Travail demandé →
(A) Résumez en deux phrases le procès-verbal de séance reproduit ci-dessous.
(B) Répondez aux questions suivantes à partir du procès-verbal de séance ci-dessous.
(i) À quelle date la séance s'est-elle tenue ?
(ii) Dans quel cabinet la personne interrogée est-elle avocat associé ?
(iii) De quand date la loi NRE mentionnée par le président ?
(C) Rédigez la suite du procès-verbal de séance ci-dessous à partir de l'endroit où il s'arrête.

(procès-verbal de la séance du mercredi 29 janvier 2003)

Le président Pascal CLÉMENT : Avocat associé chez Ernst & Young, vos compétences couvrent à la fois le droit des sociétés, le droit bancaire, le droit commercial et le droit financier. Vous êtes donc l’interlocuteur idoine de notre mission d’information. Quelles sont, selon vous, les grandes évolutions qu’a connues le droit des sociétés ces dernières années ? Quel bilan tirez-vous des dispositions adoptées dans le cadre de la loi nre du 15 mai 2001 ? Quelles évolutions du droit des sociétés faudrait-il encourager ou bien, au contraire, décourager ?

Entrées fournies →
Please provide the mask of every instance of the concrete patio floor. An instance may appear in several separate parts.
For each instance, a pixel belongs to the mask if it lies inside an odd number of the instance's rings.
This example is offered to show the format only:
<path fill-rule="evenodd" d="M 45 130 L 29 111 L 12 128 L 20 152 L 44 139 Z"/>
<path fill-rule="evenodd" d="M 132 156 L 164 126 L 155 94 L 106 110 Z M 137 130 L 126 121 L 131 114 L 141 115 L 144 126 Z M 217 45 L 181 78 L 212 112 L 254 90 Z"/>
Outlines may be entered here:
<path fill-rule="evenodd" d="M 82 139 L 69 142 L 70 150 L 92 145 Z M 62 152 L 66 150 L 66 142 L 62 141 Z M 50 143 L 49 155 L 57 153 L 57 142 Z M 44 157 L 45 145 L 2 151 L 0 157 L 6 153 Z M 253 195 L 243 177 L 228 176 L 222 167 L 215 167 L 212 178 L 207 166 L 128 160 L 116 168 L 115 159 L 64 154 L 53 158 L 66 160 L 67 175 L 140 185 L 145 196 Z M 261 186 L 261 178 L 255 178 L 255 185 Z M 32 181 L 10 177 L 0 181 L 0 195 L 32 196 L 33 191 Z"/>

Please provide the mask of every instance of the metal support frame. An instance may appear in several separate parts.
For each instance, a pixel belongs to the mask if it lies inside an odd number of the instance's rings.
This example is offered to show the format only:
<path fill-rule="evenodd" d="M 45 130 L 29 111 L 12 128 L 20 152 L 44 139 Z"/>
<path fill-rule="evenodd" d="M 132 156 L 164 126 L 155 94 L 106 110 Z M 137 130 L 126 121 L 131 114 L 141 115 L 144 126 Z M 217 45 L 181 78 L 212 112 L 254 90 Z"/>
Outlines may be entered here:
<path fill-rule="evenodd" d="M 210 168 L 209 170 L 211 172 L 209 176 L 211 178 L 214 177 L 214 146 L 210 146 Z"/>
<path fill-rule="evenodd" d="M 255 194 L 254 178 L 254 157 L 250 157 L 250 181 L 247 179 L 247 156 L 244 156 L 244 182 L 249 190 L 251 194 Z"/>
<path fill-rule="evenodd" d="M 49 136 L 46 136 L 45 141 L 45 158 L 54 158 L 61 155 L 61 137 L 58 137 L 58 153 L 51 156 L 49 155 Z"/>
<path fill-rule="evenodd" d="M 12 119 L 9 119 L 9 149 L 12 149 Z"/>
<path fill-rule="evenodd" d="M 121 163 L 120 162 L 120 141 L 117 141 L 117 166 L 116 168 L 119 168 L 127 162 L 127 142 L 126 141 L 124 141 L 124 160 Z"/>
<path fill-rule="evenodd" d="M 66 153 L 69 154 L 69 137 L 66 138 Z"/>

Les réponses →
(A) Lors de la séance du mercredi 29 janvier 2003, le président Pascal Clément s'adresse à un avocat associé chez Ernst & Young, compétent en droit des sociétés, bancaire, commercial et financier, qu'il juge l'interlocuteur idoine de la mission d'information. Il l'interroge sur les grandes évolutions récentes du droit des sociétés, sur le bilan de la loi NRE du 15 mai 2001 et sur les évolutions à encourager ou à décourager.

(B)
(i) Le mercredi 29 janvier 2003.
(ii) Chez Ernst & Young.
(iii) Du 15 mai 2001.

(C)
Le droit des sociétés oscille entre sécurité et simplicité. Ne craignez-vous pas l’émergence d’une concurrence entre le commissaire aux comptes - qualifié de « commissaire aux informations » par l’éminent spécialiste de droit des sociétés qu’est Alain Viandier - et ce qui deviendrait un commissaire juridique, concurrence qui pénaliserait in fine l’entreprise ? De fait, le futur projet de loi sur la sécurité financière, même s’il réaffirme la séparation entre les activités d’audit et de conseil du commissaire aux comptes, n’interdit pas les activités de conseil liées aux diligences des commissaires aux comptes. La problématique de la demande d’information est effectivement au cœur de toute la réflexion sur le commissariat aux comptes : il est certain que la mission du commissaire aux comptes a énormément évolué, passant d’une obligation de certification et de vérification, voire de communication en cas de découverte d’irrégularités ou d’inexactitudes, à une obligation active de prise en considération du risque même d’irrégularité et d’inexactitude. La question se pose dès lors des cas où le commissaire aux comptes et le futur commissaire juridique ne manqueront pas d’entrer en concurrence. Faut-il étendre les règles applicables aux sociétés cotées aux sociétés non cotées ? Comment prendre en compte le cas des sociétés patrimoniales, certes non cotées, mais parfois confrontées à des problèmes économiques similaires à des sociétés cotées ?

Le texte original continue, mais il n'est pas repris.